◆ **DATA FOR THIS TASK**
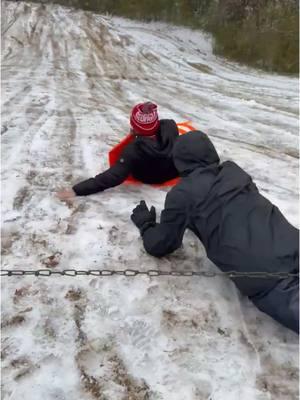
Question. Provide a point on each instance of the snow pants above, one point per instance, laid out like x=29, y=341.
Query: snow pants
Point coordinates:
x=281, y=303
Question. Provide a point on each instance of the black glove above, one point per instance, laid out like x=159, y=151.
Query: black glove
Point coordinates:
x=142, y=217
---
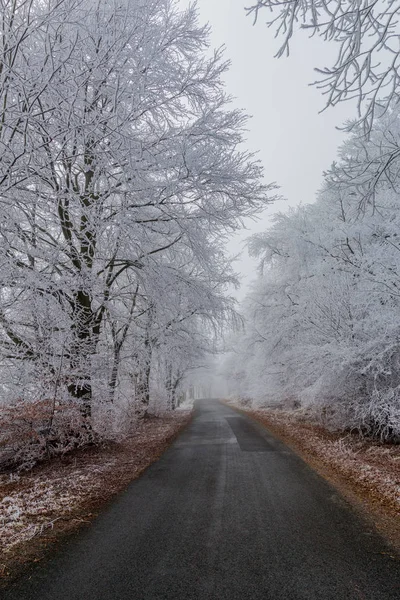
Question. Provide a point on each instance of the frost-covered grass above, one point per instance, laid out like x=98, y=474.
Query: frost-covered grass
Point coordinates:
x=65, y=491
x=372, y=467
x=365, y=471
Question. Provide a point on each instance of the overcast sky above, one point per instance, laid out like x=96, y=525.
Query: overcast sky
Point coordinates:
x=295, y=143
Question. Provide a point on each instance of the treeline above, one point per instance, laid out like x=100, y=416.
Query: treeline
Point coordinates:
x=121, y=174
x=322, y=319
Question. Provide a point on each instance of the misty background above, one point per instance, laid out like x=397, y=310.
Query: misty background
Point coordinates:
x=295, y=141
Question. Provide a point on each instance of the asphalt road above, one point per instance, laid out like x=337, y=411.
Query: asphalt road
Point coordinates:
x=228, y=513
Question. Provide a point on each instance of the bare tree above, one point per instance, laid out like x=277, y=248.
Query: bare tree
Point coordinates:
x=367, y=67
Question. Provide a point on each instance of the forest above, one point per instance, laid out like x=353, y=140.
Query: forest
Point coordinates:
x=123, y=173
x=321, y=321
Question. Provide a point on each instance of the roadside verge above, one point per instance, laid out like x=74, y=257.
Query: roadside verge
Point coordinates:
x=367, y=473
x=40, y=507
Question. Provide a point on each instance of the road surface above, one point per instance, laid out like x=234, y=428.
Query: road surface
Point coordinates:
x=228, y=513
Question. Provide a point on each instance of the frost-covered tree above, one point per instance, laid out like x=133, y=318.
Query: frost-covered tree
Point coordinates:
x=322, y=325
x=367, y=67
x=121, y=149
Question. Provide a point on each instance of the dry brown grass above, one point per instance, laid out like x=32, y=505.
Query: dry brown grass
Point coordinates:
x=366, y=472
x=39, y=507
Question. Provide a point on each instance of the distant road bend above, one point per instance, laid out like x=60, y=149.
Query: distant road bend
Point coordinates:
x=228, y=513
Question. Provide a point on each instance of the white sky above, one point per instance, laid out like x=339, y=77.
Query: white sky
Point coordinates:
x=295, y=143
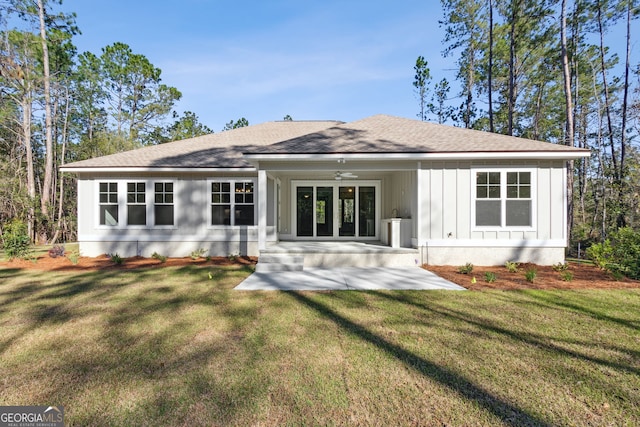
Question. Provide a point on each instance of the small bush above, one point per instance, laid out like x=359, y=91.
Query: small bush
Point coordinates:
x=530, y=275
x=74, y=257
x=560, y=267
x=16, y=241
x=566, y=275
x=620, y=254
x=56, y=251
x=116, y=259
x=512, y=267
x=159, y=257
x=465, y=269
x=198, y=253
...
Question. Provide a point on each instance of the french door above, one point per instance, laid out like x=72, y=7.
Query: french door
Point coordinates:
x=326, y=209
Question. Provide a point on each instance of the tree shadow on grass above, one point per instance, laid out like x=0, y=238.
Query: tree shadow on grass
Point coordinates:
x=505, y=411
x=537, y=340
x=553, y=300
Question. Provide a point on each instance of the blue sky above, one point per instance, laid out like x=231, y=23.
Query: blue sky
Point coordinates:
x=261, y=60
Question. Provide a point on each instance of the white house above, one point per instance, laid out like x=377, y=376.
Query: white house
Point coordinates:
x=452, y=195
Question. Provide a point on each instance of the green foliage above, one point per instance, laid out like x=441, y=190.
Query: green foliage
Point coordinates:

◆ **WHAT TO PRODUCE**
Format the part that opens with the line containing "Question. Provide a point on each instance of the blue" and closes with the line containing "x=261, y=60" as a two-column CSV with the headers text and answer, one CSV line per row. Put each field in quotes and turn any line breaks into spaces.

◆ **TASK RESULT**
text,answer
"Question. Provide a point on each instance of the blue sky above, one point per instance, laid out like x=231, y=23. Query: blue sky Point coordinates:","x=261, y=60"